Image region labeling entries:
--- Start ---
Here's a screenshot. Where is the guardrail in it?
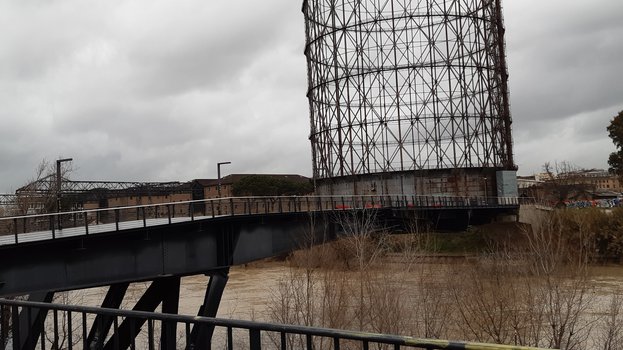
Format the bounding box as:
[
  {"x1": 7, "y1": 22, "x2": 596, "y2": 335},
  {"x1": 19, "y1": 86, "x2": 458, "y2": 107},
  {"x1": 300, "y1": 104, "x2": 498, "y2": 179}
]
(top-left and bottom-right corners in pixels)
[
  {"x1": 0, "y1": 299, "x2": 552, "y2": 350},
  {"x1": 0, "y1": 195, "x2": 523, "y2": 245}
]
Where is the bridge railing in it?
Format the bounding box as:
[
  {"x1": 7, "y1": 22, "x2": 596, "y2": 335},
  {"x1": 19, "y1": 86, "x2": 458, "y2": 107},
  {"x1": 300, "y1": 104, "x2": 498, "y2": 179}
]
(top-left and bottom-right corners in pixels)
[
  {"x1": 0, "y1": 299, "x2": 552, "y2": 350},
  {"x1": 0, "y1": 195, "x2": 520, "y2": 245}
]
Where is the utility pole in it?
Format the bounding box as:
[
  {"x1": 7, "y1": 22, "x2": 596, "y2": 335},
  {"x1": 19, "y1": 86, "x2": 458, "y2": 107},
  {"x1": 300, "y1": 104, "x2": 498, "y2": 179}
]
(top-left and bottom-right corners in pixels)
[
  {"x1": 216, "y1": 162, "x2": 231, "y2": 198},
  {"x1": 56, "y1": 158, "x2": 73, "y2": 230}
]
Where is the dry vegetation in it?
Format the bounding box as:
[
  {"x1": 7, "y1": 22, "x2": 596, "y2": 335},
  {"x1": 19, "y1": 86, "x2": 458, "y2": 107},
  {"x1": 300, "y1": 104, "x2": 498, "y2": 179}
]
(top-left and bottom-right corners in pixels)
[{"x1": 270, "y1": 210, "x2": 623, "y2": 350}]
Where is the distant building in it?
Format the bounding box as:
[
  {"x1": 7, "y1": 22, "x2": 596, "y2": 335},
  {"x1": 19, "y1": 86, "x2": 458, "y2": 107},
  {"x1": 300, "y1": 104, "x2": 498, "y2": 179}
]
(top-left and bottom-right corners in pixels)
[{"x1": 517, "y1": 169, "x2": 623, "y2": 204}]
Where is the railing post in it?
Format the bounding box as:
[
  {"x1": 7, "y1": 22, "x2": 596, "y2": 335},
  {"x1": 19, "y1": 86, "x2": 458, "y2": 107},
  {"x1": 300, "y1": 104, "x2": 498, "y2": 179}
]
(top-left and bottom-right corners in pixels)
[
  {"x1": 249, "y1": 329, "x2": 260, "y2": 350},
  {"x1": 13, "y1": 216, "x2": 18, "y2": 244},
  {"x1": 137, "y1": 207, "x2": 147, "y2": 227},
  {"x1": 82, "y1": 211, "x2": 89, "y2": 236},
  {"x1": 115, "y1": 209, "x2": 119, "y2": 231}
]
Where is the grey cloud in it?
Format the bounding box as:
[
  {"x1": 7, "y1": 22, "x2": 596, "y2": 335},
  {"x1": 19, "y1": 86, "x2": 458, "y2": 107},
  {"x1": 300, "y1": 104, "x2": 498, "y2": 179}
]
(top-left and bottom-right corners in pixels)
[{"x1": 0, "y1": 0, "x2": 623, "y2": 192}]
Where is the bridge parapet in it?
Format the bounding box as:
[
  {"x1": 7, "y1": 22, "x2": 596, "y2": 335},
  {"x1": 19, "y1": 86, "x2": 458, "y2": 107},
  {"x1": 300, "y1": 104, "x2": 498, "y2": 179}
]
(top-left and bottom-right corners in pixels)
[{"x1": 0, "y1": 195, "x2": 525, "y2": 245}]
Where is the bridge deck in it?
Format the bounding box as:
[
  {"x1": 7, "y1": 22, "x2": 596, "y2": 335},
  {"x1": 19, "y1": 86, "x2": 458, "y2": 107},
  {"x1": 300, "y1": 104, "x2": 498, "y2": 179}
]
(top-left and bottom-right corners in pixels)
[
  {"x1": 0, "y1": 196, "x2": 518, "y2": 296},
  {"x1": 0, "y1": 195, "x2": 519, "y2": 247}
]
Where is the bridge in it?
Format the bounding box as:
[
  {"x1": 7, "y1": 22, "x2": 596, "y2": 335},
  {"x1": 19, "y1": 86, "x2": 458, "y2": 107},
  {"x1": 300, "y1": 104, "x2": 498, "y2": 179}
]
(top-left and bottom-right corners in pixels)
[{"x1": 0, "y1": 195, "x2": 532, "y2": 349}]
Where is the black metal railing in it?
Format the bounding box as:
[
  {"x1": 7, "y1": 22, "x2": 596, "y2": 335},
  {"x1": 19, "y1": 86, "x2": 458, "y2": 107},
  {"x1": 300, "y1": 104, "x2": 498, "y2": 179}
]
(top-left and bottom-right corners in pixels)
[
  {"x1": 0, "y1": 195, "x2": 526, "y2": 245},
  {"x1": 0, "y1": 299, "x2": 552, "y2": 350}
]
--- End ---
**Task description**
Look above for the line containing "Where is the bridge in it?"; copy from it through the last line, exactly, and nothing more.

**Reply**
Where is the bridge in it?
Format the bounding box as:
[
  {"x1": 7, "y1": 22, "x2": 596, "y2": 335},
  {"x1": 19, "y1": 86, "x2": 458, "y2": 107},
  {"x1": 300, "y1": 104, "x2": 498, "y2": 179}
]
(top-left and bottom-right corners in pixels)
[{"x1": 0, "y1": 195, "x2": 532, "y2": 349}]
Where is the black metal railing in it?
Format the bounding box as:
[
  {"x1": 7, "y1": 22, "x2": 596, "y2": 335},
  {"x1": 19, "y1": 86, "x2": 458, "y2": 107},
  {"x1": 300, "y1": 104, "x2": 498, "y2": 179}
]
(top-left and bottom-right corners in pixels)
[
  {"x1": 0, "y1": 195, "x2": 526, "y2": 245},
  {"x1": 0, "y1": 299, "x2": 552, "y2": 350}
]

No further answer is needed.